THE TASK:
Go through the entries below and pick out every line with "screen".

Point-per-instance localization data:
# # # #

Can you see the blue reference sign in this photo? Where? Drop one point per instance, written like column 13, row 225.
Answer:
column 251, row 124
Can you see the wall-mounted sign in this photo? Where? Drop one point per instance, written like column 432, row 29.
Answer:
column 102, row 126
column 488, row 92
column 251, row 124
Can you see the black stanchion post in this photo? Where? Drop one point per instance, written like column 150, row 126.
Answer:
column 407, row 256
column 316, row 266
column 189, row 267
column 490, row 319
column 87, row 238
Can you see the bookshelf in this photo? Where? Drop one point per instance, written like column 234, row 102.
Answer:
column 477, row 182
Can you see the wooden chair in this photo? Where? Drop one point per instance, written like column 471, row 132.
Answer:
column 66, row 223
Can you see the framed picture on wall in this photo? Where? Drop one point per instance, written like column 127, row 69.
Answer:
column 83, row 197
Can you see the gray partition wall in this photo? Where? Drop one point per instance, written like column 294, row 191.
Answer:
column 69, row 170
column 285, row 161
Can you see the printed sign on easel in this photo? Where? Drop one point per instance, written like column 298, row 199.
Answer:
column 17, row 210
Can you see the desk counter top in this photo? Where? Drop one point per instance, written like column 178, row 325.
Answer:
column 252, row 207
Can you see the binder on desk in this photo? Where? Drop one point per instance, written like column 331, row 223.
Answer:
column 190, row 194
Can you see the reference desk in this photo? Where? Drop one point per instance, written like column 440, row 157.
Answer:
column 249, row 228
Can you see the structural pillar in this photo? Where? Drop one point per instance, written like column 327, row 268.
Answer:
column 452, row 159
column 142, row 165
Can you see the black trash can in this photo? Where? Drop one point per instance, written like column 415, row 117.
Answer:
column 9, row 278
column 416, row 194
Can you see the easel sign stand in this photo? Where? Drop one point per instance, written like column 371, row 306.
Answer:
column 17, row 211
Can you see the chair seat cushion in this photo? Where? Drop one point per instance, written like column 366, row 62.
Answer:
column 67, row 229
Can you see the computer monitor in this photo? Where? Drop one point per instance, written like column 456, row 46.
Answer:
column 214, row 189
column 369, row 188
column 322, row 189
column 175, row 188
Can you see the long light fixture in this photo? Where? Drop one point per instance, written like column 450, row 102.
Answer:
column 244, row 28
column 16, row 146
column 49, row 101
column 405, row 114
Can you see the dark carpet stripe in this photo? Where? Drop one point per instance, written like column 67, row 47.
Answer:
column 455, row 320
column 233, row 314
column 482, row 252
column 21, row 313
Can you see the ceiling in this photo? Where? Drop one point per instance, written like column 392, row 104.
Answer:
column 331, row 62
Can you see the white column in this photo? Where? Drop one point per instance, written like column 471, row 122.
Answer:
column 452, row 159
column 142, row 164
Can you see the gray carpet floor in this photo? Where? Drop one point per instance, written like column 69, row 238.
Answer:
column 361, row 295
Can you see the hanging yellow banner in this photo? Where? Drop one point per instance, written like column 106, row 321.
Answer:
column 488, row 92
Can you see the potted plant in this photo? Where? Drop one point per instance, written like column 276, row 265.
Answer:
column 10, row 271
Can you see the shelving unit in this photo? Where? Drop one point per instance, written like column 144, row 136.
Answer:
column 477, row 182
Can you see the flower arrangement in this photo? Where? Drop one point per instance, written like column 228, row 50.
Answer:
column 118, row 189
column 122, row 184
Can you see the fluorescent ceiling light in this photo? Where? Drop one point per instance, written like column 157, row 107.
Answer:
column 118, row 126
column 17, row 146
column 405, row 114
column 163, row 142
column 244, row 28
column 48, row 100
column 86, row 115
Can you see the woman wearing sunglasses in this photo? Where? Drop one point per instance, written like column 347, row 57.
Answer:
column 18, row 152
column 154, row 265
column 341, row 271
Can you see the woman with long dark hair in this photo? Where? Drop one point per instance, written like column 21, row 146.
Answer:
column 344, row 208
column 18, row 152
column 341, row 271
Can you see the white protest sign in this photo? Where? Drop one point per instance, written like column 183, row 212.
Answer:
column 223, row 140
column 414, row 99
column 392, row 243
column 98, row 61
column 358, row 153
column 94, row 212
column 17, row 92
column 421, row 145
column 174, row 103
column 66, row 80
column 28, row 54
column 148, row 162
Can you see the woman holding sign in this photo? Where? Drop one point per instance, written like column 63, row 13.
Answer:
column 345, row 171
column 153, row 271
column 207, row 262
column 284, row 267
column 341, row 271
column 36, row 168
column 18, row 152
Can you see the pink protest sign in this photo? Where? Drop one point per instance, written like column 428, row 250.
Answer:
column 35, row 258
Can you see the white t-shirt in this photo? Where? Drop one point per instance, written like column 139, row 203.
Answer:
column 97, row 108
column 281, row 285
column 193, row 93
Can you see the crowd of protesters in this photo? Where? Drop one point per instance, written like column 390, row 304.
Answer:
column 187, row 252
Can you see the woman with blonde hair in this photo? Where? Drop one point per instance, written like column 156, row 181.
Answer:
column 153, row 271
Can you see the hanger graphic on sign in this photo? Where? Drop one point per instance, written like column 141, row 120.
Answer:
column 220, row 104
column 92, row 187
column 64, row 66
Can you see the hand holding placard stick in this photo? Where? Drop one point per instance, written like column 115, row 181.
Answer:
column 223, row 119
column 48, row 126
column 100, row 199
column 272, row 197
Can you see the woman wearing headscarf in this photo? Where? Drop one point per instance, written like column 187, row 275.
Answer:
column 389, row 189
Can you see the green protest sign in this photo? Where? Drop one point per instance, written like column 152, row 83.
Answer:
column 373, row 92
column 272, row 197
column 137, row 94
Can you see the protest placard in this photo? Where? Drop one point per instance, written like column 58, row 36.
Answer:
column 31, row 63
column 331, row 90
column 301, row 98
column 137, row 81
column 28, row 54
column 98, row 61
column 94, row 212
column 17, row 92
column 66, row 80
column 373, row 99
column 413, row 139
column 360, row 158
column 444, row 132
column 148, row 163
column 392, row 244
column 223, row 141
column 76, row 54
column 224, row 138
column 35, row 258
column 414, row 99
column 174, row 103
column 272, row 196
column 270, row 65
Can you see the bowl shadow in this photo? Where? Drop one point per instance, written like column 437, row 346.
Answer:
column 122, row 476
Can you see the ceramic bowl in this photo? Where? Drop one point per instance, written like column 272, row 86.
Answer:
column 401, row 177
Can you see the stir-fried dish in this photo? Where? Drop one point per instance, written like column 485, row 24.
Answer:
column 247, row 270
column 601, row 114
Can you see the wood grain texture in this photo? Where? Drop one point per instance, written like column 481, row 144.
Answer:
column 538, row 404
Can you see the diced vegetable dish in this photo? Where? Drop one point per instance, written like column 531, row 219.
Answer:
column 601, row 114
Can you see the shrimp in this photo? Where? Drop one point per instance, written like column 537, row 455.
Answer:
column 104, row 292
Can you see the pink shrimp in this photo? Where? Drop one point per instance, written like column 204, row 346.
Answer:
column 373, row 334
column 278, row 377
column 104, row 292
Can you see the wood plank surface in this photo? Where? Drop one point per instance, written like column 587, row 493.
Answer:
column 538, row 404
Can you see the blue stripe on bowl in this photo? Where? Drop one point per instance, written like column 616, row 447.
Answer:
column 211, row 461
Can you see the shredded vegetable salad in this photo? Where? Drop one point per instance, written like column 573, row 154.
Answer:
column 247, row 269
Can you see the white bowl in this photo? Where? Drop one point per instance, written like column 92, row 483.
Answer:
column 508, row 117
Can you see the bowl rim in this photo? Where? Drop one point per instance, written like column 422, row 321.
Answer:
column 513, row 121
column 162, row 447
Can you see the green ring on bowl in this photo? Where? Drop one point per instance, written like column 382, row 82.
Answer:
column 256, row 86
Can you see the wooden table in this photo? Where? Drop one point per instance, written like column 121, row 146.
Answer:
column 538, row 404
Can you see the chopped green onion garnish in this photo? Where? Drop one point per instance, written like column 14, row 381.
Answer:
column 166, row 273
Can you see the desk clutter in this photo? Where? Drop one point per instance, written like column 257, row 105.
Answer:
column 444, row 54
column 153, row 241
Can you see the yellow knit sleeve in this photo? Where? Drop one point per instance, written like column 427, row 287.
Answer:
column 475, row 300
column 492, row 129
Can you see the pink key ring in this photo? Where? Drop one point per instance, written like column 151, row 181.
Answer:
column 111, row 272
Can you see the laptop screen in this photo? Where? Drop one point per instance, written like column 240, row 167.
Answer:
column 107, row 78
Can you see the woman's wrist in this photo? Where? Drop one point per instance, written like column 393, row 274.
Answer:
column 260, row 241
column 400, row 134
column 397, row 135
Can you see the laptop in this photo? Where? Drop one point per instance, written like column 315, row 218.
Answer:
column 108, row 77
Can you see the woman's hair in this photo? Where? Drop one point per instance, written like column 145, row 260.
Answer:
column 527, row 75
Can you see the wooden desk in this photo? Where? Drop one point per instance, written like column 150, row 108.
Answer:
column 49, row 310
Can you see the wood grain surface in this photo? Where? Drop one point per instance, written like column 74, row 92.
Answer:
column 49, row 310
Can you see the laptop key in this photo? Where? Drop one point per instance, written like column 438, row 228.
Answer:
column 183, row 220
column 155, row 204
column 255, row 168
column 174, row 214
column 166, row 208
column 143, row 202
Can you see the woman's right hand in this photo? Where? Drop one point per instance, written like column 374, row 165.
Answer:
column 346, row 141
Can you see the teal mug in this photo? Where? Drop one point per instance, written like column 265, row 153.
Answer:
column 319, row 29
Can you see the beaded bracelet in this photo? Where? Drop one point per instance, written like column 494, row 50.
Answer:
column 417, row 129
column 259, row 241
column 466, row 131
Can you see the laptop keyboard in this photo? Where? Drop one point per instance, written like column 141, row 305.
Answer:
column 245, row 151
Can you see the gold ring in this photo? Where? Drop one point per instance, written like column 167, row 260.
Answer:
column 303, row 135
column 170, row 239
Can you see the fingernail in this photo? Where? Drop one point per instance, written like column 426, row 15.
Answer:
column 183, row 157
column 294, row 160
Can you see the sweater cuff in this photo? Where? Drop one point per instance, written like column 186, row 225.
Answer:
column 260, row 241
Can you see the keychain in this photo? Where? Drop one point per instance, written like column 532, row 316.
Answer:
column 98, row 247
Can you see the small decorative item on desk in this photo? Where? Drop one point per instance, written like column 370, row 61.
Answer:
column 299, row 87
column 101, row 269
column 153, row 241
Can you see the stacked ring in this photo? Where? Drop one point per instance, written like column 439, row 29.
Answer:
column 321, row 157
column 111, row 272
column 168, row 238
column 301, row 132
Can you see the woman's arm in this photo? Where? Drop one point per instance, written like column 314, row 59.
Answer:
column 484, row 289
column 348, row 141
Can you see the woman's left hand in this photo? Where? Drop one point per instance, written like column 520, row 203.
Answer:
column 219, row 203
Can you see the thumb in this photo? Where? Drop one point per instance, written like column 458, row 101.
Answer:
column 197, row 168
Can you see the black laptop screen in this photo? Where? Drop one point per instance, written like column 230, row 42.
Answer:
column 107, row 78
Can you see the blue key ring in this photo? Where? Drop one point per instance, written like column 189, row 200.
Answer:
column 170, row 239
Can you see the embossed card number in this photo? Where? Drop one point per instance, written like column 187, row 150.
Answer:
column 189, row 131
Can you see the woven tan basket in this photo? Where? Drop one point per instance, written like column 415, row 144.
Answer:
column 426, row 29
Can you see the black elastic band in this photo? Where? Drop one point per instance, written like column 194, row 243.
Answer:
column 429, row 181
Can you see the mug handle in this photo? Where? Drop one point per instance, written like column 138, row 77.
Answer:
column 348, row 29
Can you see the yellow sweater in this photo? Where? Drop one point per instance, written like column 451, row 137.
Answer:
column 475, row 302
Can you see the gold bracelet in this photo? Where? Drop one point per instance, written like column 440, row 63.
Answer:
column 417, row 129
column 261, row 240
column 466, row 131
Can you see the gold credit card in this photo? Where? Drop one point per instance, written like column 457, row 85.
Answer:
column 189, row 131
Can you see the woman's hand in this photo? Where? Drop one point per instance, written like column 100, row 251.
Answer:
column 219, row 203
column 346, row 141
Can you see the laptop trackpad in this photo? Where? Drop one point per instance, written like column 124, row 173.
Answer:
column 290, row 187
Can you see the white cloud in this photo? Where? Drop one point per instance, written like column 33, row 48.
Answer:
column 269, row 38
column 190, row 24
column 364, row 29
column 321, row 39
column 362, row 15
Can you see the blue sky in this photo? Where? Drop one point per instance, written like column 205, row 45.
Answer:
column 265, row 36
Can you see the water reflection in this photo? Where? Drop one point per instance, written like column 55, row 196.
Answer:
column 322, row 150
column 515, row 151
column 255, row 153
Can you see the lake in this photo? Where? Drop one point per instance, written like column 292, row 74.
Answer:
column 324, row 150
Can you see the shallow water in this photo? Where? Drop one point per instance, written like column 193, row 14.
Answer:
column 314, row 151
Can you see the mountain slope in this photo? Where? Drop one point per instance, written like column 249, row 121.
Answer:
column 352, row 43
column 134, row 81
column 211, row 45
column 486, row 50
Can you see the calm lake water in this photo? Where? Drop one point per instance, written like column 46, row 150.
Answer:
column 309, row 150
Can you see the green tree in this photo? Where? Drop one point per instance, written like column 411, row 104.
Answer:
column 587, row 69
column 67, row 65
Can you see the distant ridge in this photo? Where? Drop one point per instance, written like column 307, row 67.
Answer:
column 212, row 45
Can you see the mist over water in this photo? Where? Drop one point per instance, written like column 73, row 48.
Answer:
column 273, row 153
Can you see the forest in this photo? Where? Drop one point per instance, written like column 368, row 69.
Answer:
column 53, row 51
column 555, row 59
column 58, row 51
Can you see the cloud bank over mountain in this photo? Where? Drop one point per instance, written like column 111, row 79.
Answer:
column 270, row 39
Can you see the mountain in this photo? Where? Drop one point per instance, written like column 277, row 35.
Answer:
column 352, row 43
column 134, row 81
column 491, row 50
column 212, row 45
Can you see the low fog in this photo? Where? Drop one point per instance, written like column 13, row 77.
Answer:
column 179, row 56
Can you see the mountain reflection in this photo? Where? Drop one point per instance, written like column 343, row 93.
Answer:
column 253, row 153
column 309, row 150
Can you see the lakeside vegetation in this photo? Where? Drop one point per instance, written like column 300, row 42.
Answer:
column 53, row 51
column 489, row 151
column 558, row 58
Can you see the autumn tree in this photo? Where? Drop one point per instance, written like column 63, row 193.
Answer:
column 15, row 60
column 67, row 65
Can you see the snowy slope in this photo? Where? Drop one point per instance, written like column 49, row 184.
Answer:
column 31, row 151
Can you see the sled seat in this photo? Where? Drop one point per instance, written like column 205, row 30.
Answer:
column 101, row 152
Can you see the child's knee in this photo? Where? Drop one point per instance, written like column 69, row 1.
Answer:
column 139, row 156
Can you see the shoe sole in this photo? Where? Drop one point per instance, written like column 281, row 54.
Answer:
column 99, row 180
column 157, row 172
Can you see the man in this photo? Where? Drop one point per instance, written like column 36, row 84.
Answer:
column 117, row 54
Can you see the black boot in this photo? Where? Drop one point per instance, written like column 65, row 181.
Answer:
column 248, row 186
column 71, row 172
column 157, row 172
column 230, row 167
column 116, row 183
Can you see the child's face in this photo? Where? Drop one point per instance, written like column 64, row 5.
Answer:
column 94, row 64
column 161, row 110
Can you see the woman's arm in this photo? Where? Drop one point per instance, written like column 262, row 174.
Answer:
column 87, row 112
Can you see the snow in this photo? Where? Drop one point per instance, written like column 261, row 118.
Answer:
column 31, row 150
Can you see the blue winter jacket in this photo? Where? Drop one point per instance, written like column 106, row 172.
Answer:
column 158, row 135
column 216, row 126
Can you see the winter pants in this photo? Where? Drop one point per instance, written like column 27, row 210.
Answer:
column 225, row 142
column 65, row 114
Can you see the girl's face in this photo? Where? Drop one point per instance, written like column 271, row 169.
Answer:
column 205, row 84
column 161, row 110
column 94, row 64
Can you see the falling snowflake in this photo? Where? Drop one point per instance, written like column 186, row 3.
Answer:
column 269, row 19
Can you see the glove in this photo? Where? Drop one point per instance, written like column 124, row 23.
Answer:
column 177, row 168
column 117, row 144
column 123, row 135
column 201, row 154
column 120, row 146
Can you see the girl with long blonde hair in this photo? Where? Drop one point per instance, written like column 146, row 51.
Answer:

# # # #

RESULT:
Can you see the laptop screen in this photo? Where? Drop one point per instance, written like column 240, row 167.
Can you see the black laptop screen in this photo? Where? Drop one point per instance, written like column 230, row 42.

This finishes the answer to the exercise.